Exercise directions:
Return, word for word, the lines of the records below, from the line containing "of the bush" through the end of the records.

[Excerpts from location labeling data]
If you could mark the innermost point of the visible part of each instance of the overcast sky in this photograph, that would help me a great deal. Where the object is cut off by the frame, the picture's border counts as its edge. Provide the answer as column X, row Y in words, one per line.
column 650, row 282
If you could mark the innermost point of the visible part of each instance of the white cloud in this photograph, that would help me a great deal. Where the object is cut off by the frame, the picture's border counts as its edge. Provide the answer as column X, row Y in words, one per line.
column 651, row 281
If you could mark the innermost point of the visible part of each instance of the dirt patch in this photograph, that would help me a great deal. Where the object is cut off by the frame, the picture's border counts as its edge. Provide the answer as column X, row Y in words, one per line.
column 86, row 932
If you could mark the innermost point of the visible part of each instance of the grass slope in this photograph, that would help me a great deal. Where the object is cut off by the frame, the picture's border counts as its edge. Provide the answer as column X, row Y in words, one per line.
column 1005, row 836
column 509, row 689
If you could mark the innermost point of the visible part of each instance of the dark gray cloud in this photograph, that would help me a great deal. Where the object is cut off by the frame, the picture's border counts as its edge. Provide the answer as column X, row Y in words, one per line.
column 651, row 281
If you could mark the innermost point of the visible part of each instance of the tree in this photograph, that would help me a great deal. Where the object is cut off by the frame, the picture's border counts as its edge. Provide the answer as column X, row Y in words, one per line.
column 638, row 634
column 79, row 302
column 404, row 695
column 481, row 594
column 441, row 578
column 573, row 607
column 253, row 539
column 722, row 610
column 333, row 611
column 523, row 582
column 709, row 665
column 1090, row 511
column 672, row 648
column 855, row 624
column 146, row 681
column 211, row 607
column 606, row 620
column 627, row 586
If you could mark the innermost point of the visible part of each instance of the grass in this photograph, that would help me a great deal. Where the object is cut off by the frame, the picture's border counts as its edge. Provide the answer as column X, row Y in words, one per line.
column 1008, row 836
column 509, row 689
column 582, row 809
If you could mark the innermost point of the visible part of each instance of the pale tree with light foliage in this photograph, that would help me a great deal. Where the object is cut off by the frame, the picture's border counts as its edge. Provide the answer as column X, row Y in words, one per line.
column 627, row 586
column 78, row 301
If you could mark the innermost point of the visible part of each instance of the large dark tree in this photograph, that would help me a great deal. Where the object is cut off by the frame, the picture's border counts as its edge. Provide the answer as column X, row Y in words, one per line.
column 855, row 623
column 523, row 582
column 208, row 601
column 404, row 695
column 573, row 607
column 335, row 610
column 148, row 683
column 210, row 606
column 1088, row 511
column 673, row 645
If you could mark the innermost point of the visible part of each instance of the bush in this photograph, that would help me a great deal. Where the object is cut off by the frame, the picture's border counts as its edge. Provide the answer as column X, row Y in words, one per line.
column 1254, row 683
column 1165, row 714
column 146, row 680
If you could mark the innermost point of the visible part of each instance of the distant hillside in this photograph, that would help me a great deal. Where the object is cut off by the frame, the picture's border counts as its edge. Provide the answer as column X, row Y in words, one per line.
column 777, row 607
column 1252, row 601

Full solution:
If you could mark the innermost point of the visible part of each instance of the bush in this photograph, that would help me a great deal. Where the object is cut off by the frame, the picture's border counts as its edge. Provide the answer as column X, row Y in words, one per line.
column 1254, row 683
column 1165, row 714
column 146, row 680
If you could mark the innermost point of the visible part of each instance of the distant hillside in this photograph, that would help me a great deal. Where the object is cut off by the frame, the picture's border counts as its edge. Provide the answer as column X, row Y in words, one per line.
column 777, row 607
column 1252, row 601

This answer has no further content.